● Text provided
Transition State Methods
NEB, dimer methods, and tools for finding reaction pathways on potential energy surfaces
The landscape
Finding transition states and minimum energy paths is central to understanding chemical reactivity: catalysis, diffusion, phase transitions. Two families of methods dominate:
Double-ended: Nudged Elastic Band
The NEB finds minimum energy paths between known initial and final states. Images are distributed along the path and connected by spring forces. The climbing image variant pushes the highest-energy image uphill to converge on the saddle point.
Single-ended: Dimer Method
The dimer method finds nearby saddle points without knowing the product state. A pair of configurations (the “dimer”) rotates to align with the lowest curvature mode of the Hessian, then translates uphill along that mode. Only forces at two points are needed per step.
Enhanced NEB methods
The climbing image NEB (CI-NEB) identifies the highest-energy image along the band as the transition state estimate. We developed an enhanced variant that aligns Hessian eigenmodes at the climbing image, combining CI-NEB with minimum mode following (MMF) in an adaptive hybrid (Goswami, Gunde, and Jónsson 2026). On the Baker-Chan test set using PET-MAD machine-learned potentials, this reduces force evaluations by 46% relative to standard CI-NEB. On heptamer island transitions on Pt(111), the reduction is 28%.

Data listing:
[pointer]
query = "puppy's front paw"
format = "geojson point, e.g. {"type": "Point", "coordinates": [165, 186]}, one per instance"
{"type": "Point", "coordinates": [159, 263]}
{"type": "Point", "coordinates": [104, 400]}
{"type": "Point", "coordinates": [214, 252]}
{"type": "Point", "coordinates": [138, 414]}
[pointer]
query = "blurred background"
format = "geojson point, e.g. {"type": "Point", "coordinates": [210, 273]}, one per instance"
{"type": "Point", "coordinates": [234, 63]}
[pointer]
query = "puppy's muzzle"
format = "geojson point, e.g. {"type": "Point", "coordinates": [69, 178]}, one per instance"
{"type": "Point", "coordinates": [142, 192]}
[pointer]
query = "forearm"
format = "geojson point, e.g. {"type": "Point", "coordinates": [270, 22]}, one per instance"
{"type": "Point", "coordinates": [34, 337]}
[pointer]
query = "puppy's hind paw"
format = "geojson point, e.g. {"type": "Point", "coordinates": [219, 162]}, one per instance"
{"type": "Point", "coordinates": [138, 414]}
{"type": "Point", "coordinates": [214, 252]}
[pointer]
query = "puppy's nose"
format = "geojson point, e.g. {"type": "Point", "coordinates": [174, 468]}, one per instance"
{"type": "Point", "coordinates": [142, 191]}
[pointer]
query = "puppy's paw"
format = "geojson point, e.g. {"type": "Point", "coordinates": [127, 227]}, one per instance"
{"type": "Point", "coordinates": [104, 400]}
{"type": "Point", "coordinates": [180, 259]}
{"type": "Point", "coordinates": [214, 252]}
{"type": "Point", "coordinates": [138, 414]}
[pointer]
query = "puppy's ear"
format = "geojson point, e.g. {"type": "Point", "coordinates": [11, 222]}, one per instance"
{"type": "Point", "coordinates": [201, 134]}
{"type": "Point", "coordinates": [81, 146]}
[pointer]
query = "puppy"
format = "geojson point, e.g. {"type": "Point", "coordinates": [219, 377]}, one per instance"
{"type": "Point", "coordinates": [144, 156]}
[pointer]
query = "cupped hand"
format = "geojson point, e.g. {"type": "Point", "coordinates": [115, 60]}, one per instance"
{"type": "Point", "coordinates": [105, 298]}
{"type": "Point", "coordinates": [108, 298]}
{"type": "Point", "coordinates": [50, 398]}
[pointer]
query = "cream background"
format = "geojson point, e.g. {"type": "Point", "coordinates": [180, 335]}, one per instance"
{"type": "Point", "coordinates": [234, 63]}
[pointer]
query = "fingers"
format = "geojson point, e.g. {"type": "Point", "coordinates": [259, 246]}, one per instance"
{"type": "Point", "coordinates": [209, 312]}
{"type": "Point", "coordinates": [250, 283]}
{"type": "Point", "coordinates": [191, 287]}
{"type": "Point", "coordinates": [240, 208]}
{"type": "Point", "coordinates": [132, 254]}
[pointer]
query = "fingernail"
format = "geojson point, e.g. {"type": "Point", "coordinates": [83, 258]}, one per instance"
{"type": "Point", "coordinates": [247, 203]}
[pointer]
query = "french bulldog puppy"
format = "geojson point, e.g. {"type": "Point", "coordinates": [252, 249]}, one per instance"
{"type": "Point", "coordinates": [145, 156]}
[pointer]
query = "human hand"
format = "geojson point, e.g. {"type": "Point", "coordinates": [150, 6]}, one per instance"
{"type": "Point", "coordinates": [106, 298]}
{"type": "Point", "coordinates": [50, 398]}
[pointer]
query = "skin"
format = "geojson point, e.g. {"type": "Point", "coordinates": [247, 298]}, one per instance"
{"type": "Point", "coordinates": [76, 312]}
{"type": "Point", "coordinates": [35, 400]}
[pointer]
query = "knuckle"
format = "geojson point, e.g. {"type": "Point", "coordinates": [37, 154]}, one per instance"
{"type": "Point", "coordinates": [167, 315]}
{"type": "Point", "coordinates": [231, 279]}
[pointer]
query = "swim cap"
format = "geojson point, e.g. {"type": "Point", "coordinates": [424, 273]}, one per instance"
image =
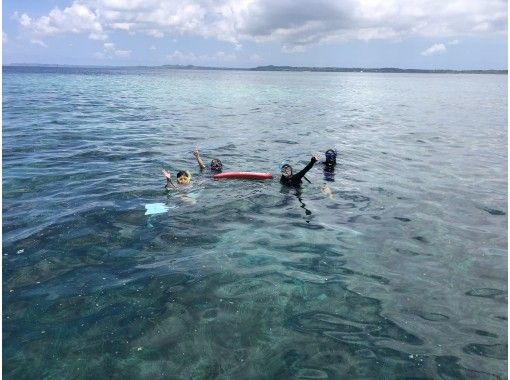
{"type": "Point", "coordinates": [183, 177]}
{"type": "Point", "coordinates": [330, 156]}
{"type": "Point", "coordinates": [286, 166]}
{"type": "Point", "coordinates": [216, 165]}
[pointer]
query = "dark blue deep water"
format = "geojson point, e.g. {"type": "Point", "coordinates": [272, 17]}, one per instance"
{"type": "Point", "coordinates": [399, 273]}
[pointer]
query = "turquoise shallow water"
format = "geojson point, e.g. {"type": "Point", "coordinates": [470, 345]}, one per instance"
{"type": "Point", "coordinates": [402, 273]}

● Objective
Duplicate a portion of the transition state methods text, beginning at the words "Single-ended: Dimer Method" and stopping after "needed per step.".

● Problem solution
Single-ended: Dimer Method
The dimer method finds nearby saddle points without knowing the product state. A pair of configurations (the “dimer”) rotates to align with the lowest curvature mode of the Hessian, then translates uphill along that mode. Only forces at two points are needed per step.